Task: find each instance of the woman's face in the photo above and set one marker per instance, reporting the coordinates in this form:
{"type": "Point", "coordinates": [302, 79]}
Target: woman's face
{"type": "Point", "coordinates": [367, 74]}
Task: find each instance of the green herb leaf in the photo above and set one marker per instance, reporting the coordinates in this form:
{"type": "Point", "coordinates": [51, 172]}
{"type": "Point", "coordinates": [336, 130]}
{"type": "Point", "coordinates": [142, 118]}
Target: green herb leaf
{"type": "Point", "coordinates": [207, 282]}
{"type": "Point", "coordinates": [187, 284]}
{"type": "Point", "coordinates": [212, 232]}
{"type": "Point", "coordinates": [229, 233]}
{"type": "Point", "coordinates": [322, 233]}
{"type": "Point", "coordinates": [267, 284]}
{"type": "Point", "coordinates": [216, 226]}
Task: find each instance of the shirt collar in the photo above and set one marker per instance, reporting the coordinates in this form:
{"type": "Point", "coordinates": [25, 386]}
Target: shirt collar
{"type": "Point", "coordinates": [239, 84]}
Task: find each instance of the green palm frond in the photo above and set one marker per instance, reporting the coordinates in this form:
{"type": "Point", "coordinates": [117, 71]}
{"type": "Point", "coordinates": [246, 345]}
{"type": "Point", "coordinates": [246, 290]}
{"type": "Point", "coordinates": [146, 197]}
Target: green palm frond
◆ ◆ ◆ ◆
**Problem details**
Copy the whole listing above word for word, keeping every line in its original order.

**Solution for this task**
Task: find each instance of the woman's face in the photo above and set one marker per instance, reporting the coordinates in this form:
{"type": "Point", "coordinates": [302, 79]}
Target: woman's face
{"type": "Point", "coordinates": [367, 74]}
Task: find each instance of the green herb leaf in the photo above and set one marker per instance, reporting the coordinates in this form:
{"type": "Point", "coordinates": [51, 172]}
{"type": "Point", "coordinates": [336, 130]}
{"type": "Point", "coordinates": [142, 118]}
Target: green herb leaf
{"type": "Point", "coordinates": [207, 282]}
{"type": "Point", "coordinates": [187, 284]}
{"type": "Point", "coordinates": [212, 232]}
{"type": "Point", "coordinates": [229, 233]}
{"type": "Point", "coordinates": [322, 233]}
{"type": "Point", "coordinates": [267, 284]}
{"type": "Point", "coordinates": [216, 226]}
Task: find each instance of the shirt collar in the photo above and set one marker per instance, reporting the coordinates in this form:
{"type": "Point", "coordinates": [25, 386]}
Target: shirt collar
{"type": "Point", "coordinates": [239, 84]}
Task: find each instance of the green palm frond in the photo above and set one marker per instance, reporting the coordinates in this form:
{"type": "Point", "coordinates": [117, 71]}
{"type": "Point", "coordinates": [246, 345]}
{"type": "Point", "coordinates": [246, 290]}
{"type": "Point", "coordinates": [146, 197]}
Target: green palm frond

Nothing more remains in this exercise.